---- RECORDS FOR THE EXERCISE

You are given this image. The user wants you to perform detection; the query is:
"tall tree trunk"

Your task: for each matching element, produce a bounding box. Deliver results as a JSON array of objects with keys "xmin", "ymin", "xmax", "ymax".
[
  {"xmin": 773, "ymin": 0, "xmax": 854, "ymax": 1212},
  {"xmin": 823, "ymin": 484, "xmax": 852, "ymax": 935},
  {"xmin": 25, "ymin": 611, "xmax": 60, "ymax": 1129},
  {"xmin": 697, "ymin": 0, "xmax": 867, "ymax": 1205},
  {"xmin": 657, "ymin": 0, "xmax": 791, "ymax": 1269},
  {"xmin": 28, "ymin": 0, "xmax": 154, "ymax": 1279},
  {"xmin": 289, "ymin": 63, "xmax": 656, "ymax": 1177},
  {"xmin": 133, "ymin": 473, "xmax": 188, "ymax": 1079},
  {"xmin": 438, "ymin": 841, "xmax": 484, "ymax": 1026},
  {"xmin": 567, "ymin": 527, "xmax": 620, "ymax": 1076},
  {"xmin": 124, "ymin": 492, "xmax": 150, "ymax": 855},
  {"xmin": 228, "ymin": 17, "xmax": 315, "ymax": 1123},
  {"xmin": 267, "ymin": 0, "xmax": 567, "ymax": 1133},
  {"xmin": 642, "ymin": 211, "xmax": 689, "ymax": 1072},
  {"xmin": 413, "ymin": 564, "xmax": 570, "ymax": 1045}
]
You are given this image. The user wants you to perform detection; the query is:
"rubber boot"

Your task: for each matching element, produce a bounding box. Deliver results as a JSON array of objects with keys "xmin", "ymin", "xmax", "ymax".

--------

§ SET TASK:
Give every line of the listing above as a Markdown table with the columns No. and Text, numbering the rows in order. Leave out the blank lines.

§ FULL ANSWER:
| No. | Text |
|---|---|
| 1 | You are given this image. The user wants you to perform detection; the query is: |
| 2 | "tall tree trunk" |
| 3 | Your task: for each matching element, produce a bounding box. Deliver results as a JSON array of objects with keys "xmin", "ymin", "xmax", "ymax". |
| 4 | [ |
| 5 |   {"xmin": 773, "ymin": 0, "xmax": 854, "ymax": 1212}, |
| 6 |   {"xmin": 823, "ymin": 484, "xmax": 852, "ymax": 935}, |
| 7 |   {"xmin": 25, "ymin": 611, "xmax": 60, "ymax": 1129}, |
| 8 |   {"xmin": 697, "ymin": 0, "xmax": 867, "ymax": 1205}, |
| 9 |   {"xmin": 657, "ymin": 0, "xmax": 791, "ymax": 1269}, |
| 10 |   {"xmin": 28, "ymin": 0, "xmax": 154, "ymax": 1279}, |
| 11 |   {"xmin": 289, "ymin": 63, "xmax": 656, "ymax": 1177}, |
| 12 |   {"xmin": 133, "ymin": 473, "xmax": 188, "ymax": 1079}, |
| 13 |   {"xmin": 438, "ymin": 841, "xmax": 484, "ymax": 1026}, |
| 14 |   {"xmin": 567, "ymin": 527, "xmax": 620, "ymax": 1076}, |
| 15 |   {"xmin": 124, "ymin": 492, "xmax": 150, "ymax": 855}, |
| 16 |   {"xmin": 228, "ymin": 17, "xmax": 315, "ymax": 1123}, |
| 17 |   {"xmin": 267, "ymin": 0, "xmax": 567, "ymax": 1133}, |
| 18 |   {"xmin": 642, "ymin": 211, "xmax": 689, "ymax": 1072}, |
| 19 |   {"xmin": 413, "ymin": 564, "xmax": 570, "ymax": 1045} |
| 20 | ] |
| 21 | You are given this image. The user wants you to perform detection; the query is: |
| 22 | "rubber boot" |
| 23 | Your task: for each matching element, produce a bounding box. Deliver results as a JSON array of objects with keys "xmin", "ymin", "xmax", "ymax". |